- Descripción del ejercicio
Según el fragmento, ¿qué distancia había desde el bote hasta la orilla donde se amarró la embarcación a un árbol? Responde brevemente, por favor.

- Fragmento
⟨

Entonces he despertado braceando en la oscuridad del bote. El motor ya está en marcha. Mecagüen Alciades, hoy ni siquiera ha esperado a que amaneciera. 
La mañana la he pasado escrutando nostálgicamente la selva que nos rodeaba, creyendo adivinar un muslo bronceado tras ese tronco, una melena rubia que ondeaba entre los carrizos, una mirada azul en las copas de los árboles,... bien y tú.
A medio día hemos llegado a Sena, un pequeño poblado con puerto que marca la mitad de nuestro viaje. Alciades ha ido a hacer los trámites portuarios (multa al canto,… bien merecido lo tiene, ya sabía yo que arrancarme de mi sueño de ese modo era ilegal) y luego hemos continuado. O mejor sería decir que hemos querido continuar: mientras maniobrábamos para salir del puerto, Alciades ha alterado su expresión de modo casi imperceptible y, como sin darle demasiada importancia, con el mismo tono que diría pásame el bolígrafo, ha dicho: “creo que hemos perdido la hélice”. Hemos intentado dirigir el bote a la orilla remando con unos tablones, pero ni por el forro, así que he tomado un cabo y, en una acción de heroísmo sin precedentes en la historia de la navegación fluvial del río Madre de Dios, me he lanzado al agua de cabeza y he nadado los veinte metros que había hasta la orilla, donde he amarrado la embarcación a un árbol. Luego he pensado en las pirañas, los yacarés, las anacondas, los candirus,… menos mal que lo he pensado luego. He vuelto al barco a tiempo de ver a Alciades emerger a popa del bote, desde donde ha confirmado sus sospechas, blubs, se la tragó el río. Y qué hacemos, compadre, qué hacemos, me pregunta. Yo me he quedado perplejo, el que lleva cincuenta años navegando eres tú, no yo, he pensado, pero chitón. En el bote había otra hélice, sólo quedaba colocarla, y como yo ya estaba mojado, y Alciades tenía mucho frío (recordemos que estamos en pleno surazo, la temperatura debía rondar los 25ºC…), y Mario está en la edad del pavo, y Chichi andaba por ahí con los prismáticos, ajeno a todo lo demás, pues…
Un buen rato que me he pegado bajo el bote, metido en el agua turbia y lodosa, manejando una hélice de bronce de 20Kg que me hundía, buscando a tientas el eje, intentando encajar las piezas sin que se me cayera ninguna,… al final ha oscurecido y lo hemos tenido que dejar. Mañana seguimos.
Por la noche, después de cenar sin sorpresas, Alciades ha sufrido un inexplicable arranque de sociabilidad y durante un buen rato hemos estado conversando sobre su vida como navegante, sobre los garimperos, o buscadores de oro del río, y me ha contado también algunas leyendas del río,…  en fin, hemos pasado un buen rato, y al final hasta he perdonado a Alciades por haber ahuyentado a las Amazonas. Es un buen tío este Alciades, un poco extraño y muy callado, pero muy buen tío.
Hoy me acuesto satisfecho, por lo menos hemos tenido un poco de acción.


5º día de navegación.

⟩

- Listado proporcionado
⟨

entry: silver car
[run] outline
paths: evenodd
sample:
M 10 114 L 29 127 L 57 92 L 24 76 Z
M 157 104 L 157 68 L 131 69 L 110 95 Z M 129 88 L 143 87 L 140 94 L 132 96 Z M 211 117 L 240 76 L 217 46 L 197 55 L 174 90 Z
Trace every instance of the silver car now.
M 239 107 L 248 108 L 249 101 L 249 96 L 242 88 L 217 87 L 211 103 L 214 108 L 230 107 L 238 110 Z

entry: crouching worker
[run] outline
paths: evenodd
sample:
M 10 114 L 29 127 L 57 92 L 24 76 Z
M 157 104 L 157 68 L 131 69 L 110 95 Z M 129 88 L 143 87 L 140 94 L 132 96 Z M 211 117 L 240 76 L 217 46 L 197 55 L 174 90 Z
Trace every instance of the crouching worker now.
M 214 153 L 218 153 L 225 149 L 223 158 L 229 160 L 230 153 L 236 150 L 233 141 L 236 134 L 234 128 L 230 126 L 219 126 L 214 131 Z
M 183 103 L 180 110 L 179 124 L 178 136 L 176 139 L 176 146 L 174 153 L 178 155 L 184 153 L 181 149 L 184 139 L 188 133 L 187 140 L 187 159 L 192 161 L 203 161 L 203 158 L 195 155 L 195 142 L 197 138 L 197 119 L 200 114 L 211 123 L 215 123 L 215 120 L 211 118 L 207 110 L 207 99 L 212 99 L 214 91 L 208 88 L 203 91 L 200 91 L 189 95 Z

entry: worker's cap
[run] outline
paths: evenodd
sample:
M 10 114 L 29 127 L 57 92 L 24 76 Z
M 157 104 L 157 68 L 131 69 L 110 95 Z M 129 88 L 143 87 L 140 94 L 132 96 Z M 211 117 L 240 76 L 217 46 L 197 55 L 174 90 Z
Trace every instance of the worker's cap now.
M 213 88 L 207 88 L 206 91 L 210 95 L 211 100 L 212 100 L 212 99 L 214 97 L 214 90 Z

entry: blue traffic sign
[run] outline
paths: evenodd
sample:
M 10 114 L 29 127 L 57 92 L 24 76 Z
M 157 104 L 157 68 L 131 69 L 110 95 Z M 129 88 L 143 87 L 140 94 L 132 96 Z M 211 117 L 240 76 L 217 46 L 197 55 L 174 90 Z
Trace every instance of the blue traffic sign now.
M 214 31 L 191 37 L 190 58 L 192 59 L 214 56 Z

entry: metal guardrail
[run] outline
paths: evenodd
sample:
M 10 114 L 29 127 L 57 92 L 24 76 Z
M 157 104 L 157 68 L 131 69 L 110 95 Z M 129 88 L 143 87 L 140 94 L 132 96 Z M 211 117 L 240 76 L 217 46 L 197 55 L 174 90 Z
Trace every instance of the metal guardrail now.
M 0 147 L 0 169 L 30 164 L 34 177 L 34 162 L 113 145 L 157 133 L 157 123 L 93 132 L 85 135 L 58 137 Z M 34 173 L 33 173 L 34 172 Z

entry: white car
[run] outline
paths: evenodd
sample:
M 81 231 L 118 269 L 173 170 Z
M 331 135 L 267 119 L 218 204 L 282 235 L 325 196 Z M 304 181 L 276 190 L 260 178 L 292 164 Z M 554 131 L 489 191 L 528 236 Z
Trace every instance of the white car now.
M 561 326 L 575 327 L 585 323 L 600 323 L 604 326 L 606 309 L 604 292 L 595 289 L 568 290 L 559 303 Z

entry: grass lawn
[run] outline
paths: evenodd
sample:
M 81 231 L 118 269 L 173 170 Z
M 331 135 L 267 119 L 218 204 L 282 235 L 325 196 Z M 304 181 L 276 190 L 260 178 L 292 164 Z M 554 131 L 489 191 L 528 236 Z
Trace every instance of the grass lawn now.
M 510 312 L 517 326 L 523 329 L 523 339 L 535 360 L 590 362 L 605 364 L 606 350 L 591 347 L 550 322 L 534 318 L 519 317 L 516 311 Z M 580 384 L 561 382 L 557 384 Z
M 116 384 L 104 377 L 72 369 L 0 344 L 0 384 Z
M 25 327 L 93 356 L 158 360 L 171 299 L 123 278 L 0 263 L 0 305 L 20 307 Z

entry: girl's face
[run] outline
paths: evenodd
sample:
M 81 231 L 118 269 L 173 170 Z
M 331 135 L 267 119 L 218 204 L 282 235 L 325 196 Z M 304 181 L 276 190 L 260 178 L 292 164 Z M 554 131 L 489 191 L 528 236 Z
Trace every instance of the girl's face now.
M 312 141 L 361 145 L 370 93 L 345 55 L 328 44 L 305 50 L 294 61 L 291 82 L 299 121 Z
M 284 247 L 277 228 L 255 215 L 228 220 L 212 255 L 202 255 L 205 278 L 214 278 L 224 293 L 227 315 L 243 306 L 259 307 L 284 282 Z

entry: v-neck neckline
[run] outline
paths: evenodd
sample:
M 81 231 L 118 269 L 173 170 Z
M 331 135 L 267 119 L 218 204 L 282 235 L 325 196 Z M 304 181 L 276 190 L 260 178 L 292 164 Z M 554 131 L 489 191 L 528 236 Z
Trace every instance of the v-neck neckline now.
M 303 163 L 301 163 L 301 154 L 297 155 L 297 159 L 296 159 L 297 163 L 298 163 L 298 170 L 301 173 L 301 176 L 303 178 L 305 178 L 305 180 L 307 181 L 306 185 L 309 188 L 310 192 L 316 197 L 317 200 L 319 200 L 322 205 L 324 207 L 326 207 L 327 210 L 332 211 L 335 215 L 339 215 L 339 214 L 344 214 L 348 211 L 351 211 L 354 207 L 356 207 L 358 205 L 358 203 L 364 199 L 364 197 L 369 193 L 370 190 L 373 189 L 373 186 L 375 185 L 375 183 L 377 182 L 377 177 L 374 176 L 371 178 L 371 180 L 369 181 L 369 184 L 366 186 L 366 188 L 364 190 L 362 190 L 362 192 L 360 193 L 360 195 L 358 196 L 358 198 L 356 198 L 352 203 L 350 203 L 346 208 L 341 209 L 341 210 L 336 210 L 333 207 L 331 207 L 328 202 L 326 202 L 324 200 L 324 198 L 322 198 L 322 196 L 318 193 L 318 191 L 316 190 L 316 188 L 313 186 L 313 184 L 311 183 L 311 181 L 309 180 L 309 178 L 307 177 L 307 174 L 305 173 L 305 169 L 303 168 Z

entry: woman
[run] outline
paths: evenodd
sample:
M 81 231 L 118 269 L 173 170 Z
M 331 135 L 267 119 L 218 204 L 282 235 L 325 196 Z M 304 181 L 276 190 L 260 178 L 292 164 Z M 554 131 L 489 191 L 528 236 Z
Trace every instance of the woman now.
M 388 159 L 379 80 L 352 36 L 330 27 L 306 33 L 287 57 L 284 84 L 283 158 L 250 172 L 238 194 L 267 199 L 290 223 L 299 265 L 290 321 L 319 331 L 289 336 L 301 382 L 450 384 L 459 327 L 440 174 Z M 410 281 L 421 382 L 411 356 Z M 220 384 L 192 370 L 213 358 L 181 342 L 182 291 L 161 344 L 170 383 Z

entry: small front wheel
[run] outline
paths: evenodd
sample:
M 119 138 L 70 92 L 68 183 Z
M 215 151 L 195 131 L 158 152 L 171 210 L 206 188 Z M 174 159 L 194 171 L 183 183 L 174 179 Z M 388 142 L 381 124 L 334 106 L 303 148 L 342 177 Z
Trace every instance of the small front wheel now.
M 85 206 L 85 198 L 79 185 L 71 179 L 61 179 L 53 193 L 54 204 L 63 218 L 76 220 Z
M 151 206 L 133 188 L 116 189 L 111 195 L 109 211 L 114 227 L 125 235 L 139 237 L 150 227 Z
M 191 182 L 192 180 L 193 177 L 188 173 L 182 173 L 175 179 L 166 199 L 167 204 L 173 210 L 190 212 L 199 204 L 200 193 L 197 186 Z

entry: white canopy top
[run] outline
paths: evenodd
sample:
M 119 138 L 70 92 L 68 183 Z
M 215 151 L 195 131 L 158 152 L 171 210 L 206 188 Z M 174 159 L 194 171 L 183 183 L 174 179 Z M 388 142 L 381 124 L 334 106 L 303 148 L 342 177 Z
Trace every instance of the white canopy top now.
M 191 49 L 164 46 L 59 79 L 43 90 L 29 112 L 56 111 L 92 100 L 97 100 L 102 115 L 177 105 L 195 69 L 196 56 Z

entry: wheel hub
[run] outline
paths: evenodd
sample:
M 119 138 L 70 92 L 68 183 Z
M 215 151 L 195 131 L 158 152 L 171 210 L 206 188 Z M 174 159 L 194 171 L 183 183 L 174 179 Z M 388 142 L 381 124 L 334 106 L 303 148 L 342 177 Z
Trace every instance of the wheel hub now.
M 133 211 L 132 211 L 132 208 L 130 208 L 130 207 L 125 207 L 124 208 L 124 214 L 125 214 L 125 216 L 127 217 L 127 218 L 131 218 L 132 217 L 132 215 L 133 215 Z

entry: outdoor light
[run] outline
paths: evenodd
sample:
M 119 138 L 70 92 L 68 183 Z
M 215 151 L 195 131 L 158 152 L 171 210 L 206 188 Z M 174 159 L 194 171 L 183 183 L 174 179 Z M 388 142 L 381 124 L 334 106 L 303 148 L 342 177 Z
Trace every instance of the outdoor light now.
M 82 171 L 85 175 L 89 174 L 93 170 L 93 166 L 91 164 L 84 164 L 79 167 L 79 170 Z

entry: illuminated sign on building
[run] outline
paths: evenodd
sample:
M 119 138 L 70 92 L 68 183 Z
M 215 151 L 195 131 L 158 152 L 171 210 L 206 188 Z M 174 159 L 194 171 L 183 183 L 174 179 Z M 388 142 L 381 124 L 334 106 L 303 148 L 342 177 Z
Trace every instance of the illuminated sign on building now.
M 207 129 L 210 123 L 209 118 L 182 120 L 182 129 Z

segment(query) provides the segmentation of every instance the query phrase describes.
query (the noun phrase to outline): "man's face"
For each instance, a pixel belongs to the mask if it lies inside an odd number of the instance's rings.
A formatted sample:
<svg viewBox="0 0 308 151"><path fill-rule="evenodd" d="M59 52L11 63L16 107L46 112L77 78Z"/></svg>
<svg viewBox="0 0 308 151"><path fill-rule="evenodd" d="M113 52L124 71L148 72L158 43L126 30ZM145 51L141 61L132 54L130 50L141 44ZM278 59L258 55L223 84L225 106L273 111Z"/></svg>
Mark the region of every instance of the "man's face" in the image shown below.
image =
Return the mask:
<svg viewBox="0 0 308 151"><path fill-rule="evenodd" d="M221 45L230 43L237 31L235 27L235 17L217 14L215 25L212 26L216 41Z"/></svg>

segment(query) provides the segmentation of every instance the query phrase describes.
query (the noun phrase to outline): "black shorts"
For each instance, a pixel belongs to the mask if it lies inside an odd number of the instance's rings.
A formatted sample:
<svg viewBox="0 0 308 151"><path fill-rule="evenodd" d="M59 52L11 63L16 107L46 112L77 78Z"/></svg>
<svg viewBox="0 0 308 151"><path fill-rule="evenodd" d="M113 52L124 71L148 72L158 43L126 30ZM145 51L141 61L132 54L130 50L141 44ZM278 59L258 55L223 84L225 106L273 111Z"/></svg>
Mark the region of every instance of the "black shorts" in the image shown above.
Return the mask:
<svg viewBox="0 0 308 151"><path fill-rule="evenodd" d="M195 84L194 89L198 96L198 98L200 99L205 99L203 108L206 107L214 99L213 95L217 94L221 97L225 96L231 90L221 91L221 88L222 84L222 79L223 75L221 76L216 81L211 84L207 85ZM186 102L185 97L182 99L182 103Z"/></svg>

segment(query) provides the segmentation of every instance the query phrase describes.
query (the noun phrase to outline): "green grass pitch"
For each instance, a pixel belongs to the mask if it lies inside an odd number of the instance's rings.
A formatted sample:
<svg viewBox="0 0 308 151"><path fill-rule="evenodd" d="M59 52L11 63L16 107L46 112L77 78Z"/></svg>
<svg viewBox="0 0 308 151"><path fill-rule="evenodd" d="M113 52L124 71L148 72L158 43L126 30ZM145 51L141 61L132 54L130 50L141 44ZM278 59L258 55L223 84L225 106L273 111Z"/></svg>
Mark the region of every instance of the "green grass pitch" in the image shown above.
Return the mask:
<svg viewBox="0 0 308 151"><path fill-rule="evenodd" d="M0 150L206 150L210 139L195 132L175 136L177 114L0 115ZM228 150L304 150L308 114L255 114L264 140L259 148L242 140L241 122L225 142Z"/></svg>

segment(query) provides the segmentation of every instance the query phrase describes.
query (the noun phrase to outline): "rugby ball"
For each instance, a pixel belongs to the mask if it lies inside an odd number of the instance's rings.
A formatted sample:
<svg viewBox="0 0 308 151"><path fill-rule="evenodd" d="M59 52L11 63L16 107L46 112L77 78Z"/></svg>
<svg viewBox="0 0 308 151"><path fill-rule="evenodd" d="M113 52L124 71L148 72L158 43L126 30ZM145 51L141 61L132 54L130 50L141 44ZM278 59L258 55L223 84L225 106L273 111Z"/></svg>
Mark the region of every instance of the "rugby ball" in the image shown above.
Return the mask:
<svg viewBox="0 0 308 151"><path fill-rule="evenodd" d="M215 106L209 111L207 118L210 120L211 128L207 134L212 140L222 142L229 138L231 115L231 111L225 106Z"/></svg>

⟩

- Solución de la tarea
Veinte metros.